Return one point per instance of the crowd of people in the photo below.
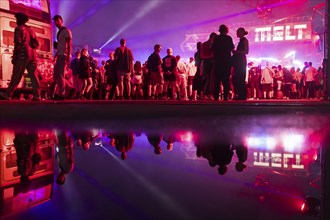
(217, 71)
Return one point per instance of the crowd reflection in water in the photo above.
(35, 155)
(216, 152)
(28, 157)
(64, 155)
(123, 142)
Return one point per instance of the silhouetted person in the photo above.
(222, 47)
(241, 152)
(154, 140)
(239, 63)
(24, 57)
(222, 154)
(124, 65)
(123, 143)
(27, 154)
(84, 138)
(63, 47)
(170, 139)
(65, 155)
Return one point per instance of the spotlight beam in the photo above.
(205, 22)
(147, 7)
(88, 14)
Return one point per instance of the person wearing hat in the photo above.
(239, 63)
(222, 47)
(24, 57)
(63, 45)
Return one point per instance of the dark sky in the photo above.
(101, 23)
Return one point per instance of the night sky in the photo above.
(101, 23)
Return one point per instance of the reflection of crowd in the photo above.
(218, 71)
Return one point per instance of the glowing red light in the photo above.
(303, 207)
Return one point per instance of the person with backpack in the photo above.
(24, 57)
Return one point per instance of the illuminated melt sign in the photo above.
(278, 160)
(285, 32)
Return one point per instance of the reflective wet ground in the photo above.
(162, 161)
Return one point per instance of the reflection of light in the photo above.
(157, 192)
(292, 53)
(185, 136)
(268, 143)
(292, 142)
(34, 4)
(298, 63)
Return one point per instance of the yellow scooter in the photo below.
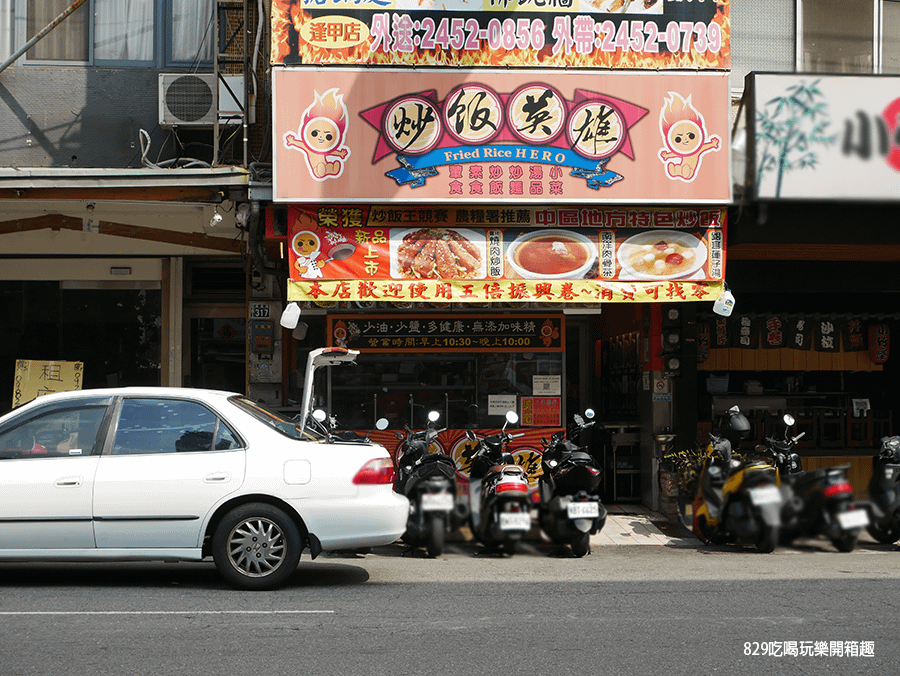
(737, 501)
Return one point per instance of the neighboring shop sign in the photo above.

• • • • • • •

### What to produce
Transcribe every entry above exactly. Omit all pictures.

### Result
Return one point per instance of the crowd of people in the photo below.
(217, 71)
Return one point per instance of the crowd reflection in water in the photo above.
(35, 155)
(216, 152)
(28, 157)
(64, 155)
(123, 142)
Return one point per instance of the silhouetted person in the photo above.
(222, 47)
(241, 152)
(154, 140)
(239, 63)
(24, 57)
(222, 154)
(124, 65)
(123, 143)
(27, 154)
(84, 138)
(63, 47)
(170, 139)
(65, 155)
Return one point per instance of the spotlight beam in the photo above.
(205, 22)
(147, 7)
(88, 14)
Return one point per instance of the person wearing hat in the photo above.
(239, 63)
(222, 47)
(24, 57)
(63, 45)
Return one point per instance of the dark sky in the photo above.
(101, 23)
Return one point per instance of the night sky in the photo above.
(101, 23)
Return one point per instance of the reflection of crowd in the photo above.
(218, 71)
Return one point per instance of the glowing red light in the photo above.
(303, 207)
Return one point per instance of the person with backpack in the photo above.
(24, 57)
Return one point per instance of the illuminated melt sign in the photo above.
(278, 160)
(285, 32)
Return one point per instance of the reflective wet ground in the photo above.
(162, 161)
Return one point per instance of the reflection of light in the photo above.
(157, 192)
(292, 53)
(185, 136)
(268, 143)
(292, 142)
(34, 4)
(298, 63)
Return one point per instance of the yellow scooter in the photo below.
(737, 501)
Return one point per instance of the neighboring shop sign in the photo above.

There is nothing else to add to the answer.